◆ ASSIGNMENT: Determine how many lines in the items below include the string "rough". Reply with the number alone.

◆ SUPPLIED RECORDS:

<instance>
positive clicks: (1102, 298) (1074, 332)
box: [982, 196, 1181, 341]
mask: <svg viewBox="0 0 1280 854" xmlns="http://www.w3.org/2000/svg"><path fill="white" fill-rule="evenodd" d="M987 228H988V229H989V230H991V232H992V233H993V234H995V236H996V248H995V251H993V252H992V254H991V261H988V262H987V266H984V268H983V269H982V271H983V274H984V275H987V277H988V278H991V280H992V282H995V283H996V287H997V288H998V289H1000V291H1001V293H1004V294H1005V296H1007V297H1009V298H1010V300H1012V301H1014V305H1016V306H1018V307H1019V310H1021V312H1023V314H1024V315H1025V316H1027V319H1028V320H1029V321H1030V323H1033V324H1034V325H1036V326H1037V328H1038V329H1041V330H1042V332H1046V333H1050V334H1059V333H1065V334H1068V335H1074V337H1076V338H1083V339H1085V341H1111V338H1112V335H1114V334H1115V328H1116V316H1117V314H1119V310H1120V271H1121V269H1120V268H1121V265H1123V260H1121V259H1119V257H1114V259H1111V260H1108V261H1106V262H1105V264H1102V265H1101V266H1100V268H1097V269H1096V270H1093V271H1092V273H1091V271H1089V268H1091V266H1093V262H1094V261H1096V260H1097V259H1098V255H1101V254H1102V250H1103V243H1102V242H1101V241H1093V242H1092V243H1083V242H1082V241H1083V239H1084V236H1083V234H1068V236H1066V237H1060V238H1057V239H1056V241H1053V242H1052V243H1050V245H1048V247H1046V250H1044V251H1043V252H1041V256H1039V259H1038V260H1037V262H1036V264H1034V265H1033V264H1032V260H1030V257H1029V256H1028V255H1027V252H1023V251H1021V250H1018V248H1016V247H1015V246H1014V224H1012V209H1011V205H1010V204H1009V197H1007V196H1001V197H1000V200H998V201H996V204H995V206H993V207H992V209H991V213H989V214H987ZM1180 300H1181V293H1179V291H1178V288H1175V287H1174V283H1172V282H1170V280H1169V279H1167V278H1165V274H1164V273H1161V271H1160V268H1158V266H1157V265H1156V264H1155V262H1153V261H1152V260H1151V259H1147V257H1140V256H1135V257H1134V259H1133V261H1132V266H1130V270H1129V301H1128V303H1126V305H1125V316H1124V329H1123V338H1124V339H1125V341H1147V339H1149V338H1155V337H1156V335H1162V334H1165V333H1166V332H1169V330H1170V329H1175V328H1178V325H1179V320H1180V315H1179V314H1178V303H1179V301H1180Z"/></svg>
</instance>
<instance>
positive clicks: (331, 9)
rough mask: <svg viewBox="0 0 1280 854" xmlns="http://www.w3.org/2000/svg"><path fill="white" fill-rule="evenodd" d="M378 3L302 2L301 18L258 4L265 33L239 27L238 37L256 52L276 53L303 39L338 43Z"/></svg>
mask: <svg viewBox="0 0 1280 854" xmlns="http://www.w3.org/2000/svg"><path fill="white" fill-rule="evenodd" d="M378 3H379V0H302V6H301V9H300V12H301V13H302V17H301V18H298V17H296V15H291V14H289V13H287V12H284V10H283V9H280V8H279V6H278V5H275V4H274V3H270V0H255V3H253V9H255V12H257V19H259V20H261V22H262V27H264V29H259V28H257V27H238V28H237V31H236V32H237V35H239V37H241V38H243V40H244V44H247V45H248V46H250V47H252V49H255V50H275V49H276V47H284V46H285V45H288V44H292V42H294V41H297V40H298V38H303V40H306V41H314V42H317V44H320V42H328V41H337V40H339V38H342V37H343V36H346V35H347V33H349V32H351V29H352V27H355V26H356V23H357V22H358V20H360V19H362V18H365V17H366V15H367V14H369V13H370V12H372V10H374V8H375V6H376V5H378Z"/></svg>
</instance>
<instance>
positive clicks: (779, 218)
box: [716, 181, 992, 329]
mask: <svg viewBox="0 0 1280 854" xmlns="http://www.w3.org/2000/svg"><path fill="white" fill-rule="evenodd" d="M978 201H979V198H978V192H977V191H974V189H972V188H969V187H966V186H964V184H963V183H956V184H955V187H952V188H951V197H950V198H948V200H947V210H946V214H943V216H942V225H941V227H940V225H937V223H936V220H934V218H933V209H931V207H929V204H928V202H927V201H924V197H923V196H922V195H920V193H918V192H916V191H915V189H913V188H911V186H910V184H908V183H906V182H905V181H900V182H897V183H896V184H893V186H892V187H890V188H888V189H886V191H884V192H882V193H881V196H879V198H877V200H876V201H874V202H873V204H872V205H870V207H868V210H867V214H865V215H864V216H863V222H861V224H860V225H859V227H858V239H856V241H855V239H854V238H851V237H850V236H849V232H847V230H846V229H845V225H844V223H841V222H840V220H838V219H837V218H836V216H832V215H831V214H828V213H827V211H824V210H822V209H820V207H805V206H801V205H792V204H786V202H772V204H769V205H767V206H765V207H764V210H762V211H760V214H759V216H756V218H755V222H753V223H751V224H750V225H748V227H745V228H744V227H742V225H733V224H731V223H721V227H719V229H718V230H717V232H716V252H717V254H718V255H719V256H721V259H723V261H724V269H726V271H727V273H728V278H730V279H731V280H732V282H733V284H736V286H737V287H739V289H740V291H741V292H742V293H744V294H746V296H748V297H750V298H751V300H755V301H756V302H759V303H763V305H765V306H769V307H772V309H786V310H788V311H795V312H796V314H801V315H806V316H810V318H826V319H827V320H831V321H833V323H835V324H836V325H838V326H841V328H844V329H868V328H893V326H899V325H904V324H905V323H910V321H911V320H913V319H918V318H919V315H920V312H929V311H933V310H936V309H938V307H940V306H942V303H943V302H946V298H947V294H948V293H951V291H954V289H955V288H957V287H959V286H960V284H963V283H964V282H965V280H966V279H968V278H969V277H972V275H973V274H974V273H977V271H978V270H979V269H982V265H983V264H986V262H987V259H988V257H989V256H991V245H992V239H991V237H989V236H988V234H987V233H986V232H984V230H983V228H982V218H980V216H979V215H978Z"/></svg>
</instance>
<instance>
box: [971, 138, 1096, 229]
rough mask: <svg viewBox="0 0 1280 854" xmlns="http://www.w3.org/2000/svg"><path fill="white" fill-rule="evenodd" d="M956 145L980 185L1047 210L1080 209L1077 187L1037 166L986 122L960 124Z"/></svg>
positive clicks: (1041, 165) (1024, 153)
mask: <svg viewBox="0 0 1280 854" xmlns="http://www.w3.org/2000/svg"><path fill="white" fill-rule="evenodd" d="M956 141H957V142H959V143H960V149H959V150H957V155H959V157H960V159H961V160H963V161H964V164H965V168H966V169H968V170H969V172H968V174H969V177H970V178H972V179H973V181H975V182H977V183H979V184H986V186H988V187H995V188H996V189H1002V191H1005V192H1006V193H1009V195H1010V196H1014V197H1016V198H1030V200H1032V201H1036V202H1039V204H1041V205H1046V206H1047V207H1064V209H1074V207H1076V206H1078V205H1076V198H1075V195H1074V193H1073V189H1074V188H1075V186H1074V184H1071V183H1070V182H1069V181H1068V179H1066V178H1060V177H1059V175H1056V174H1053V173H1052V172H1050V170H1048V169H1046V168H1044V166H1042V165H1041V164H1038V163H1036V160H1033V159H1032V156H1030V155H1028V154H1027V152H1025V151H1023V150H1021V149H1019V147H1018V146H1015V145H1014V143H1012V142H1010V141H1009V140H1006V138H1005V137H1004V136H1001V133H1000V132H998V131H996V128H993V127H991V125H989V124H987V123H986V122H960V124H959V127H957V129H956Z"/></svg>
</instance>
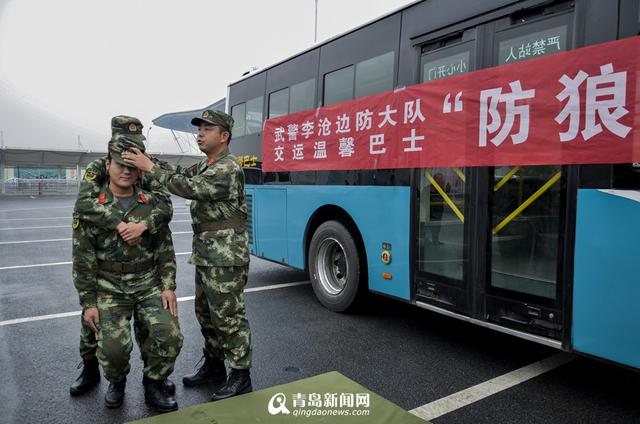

◆ RESULT FOR THIS TASK: 2